** SOURCE PASSAGE **

25 July 2017


Everything went smoothly yesterday. The Peugeot was a pleasure to drive, and I made the trip to Montrichard and back with no trouble — not that it's very far. I have made a wager that spending about a thousand euros on repairs for the old Peugeot will be a good investment. They say that keeping an old car running is cheaper than buying a new one (or even a used one), and I'm hope that "they" are right. I wouldn't buy a new car, and buying a used car would be time-consuming (have to find one like I want) and I might just be buying somebody else's headaches.

One of the most plentiful wildflowers that grows in the vineyard here is Queen Anne's lace.

Over in Montrichard, the dentist, Dr. Klotz (pronounced more or less like "klutz"), quickly re-repaired the filling that he had first repaired a couple of weeks ago but had broken (partially) again. It only took him about 20 minutes, and he didn't charge me for the visit. The original visit, by the way had cost 90 euros (compared to the standard 30 euro fee for a cleaning and exam).

Here's a flower going, I think, to seed. When I took the photo I noticed red-and-black insects hiding inside.

** EXERCISES **
A) In the July 2017 diary entry, how much did the original dentist visit cost?
B) Rewrite the July 2017 diary entry starting at "Everything went smoothly" and ending at "Queen Anne's lace.", swapping "Peugeot" for "Renault".
C) Extend the July 2017 diary entry with a few more sentences in the same voice, picking up after its last sentence.

** MATERIAL **
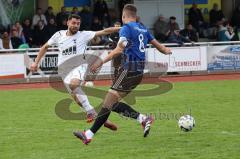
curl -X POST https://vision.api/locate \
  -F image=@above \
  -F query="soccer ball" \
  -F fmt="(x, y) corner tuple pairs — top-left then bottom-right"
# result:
(178, 115), (195, 132)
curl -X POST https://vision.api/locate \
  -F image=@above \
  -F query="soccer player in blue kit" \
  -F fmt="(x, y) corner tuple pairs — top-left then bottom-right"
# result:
(73, 4), (171, 145)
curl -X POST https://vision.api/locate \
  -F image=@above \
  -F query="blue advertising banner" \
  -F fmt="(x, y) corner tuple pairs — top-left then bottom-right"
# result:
(64, 0), (91, 7)
(207, 45), (240, 71)
(184, 0), (208, 4)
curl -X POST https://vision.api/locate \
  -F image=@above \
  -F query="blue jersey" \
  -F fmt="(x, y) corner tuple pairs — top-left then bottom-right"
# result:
(119, 22), (154, 72)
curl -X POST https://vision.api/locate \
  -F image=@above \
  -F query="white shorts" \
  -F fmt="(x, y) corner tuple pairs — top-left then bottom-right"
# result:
(62, 64), (87, 85)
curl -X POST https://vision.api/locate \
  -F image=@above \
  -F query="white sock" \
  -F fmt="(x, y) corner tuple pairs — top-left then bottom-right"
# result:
(85, 129), (94, 139)
(73, 87), (94, 112)
(137, 114), (147, 124)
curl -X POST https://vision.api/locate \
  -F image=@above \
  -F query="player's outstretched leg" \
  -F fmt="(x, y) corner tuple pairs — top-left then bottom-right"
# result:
(73, 92), (120, 145)
(69, 79), (117, 131)
(112, 102), (154, 137)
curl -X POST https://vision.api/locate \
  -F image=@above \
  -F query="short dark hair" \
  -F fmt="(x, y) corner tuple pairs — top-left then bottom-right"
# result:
(68, 14), (81, 20)
(123, 4), (137, 17)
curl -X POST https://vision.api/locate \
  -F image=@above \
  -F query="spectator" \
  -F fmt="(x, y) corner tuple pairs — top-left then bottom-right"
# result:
(23, 19), (33, 47)
(153, 15), (168, 42)
(167, 16), (180, 32)
(80, 6), (92, 30)
(118, 0), (132, 22)
(232, 5), (240, 28)
(209, 3), (225, 27)
(58, 19), (68, 30)
(167, 30), (191, 46)
(91, 17), (103, 31)
(180, 24), (198, 42)
(32, 8), (47, 28)
(11, 29), (23, 49)
(12, 21), (26, 43)
(93, 0), (111, 27)
(46, 18), (58, 39)
(56, 7), (69, 27)
(34, 20), (48, 47)
(188, 3), (204, 34)
(217, 21), (235, 41)
(2, 31), (13, 49)
(45, 6), (56, 22)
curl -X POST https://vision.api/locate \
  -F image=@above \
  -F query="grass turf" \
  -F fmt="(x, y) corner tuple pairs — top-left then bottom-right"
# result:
(0, 81), (240, 159)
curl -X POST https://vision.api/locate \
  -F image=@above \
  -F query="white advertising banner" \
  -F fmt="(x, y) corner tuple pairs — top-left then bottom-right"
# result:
(147, 47), (207, 72)
(0, 54), (25, 79)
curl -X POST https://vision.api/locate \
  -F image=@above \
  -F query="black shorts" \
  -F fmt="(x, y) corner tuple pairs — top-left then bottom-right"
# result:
(111, 68), (143, 92)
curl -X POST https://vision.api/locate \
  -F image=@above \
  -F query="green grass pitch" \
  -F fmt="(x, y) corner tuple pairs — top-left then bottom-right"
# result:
(0, 81), (240, 159)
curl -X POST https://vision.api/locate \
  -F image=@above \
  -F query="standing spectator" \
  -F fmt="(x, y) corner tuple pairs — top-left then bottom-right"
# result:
(118, 0), (132, 22)
(153, 15), (168, 42)
(11, 29), (23, 49)
(217, 21), (235, 41)
(46, 18), (58, 39)
(2, 31), (13, 49)
(23, 19), (33, 47)
(91, 17), (103, 31)
(167, 16), (180, 32)
(12, 21), (26, 43)
(93, 0), (111, 27)
(45, 6), (56, 22)
(232, 5), (240, 28)
(34, 20), (48, 47)
(32, 8), (47, 28)
(56, 7), (68, 27)
(209, 3), (225, 27)
(80, 6), (92, 30)
(188, 3), (204, 34)
(180, 24), (198, 42)
(58, 19), (68, 30)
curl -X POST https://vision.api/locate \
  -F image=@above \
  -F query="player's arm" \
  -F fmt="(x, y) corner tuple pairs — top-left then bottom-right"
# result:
(150, 39), (172, 55)
(30, 43), (49, 72)
(95, 27), (121, 36)
(91, 42), (126, 73)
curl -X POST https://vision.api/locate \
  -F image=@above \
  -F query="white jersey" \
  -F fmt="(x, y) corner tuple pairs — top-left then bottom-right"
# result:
(47, 30), (96, 66)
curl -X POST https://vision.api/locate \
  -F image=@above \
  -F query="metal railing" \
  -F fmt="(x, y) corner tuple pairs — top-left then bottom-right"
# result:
(0, 41), (240, 54)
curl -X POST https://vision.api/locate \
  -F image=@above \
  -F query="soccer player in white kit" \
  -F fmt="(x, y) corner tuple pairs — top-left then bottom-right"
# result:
(30, 14), (120, 130)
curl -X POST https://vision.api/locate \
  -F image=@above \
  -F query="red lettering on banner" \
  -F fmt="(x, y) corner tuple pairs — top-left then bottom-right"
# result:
(175, 61), (201, 67)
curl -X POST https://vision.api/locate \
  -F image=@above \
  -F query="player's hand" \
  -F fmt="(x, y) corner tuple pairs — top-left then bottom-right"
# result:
(90, 61), (103, 73)
(30, 62), (38, 72)
(164, 47), (172, 55)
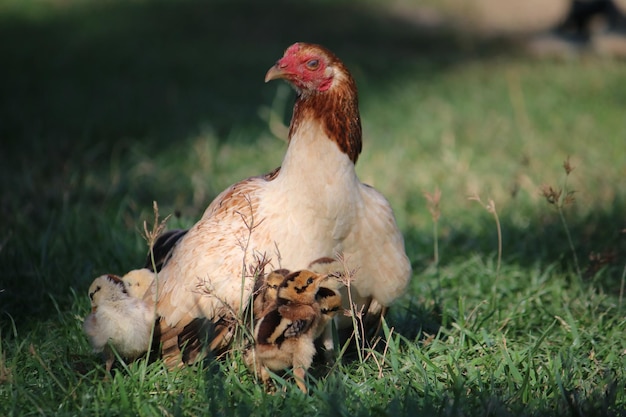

** RESULTS FOR THE EXERCISE **
A) 90 euros.

B)
Everything went smoothly yesterday. The Renault was a pleasure to drive, and I made the trip to Montrichard and back with no trouble — not that it's very far. I have made a wager that spending about a thousand euros on repairs for the old Renault will be a good investment. They say that keeping an old car running is cheaper than buying a new one (or even a used one), and I'm hope that "they" are right. I wouldn't buy a new car, and buying a used car would be time-consuming (have to find one like I want) and I might just be buying somebody else's headaches.

One of the most plentiful wildflowers that grows in the vineyard here is Queen Anne's lace.

C)
Of course, I get 65% of those costs back from the national health plan, so the filling repair cost me only about 30 euros. Remember, the standard fee for seeing a doctor here is 25 euros, and it had been only 23 euros until July 1, when it went up. And we get 65% or 70% of that back from insurance too. So there's no reason not to go see a dentist or doctor when you feel the need.

What we call "Queen Anne's lace" is actually the wild form of the carrotla carotte sauvage in French.

I mentioned "green mayonnaise" — mayonnaise verte — yesterday. It's a regular mayonnaise except that it's made with vegetable (olive, canola, sunflower) oil that you've poured over fresh herbs (just the leaves) like parsley, tarragon, basil, or dill and then blitzed in a blender or with a stick blender.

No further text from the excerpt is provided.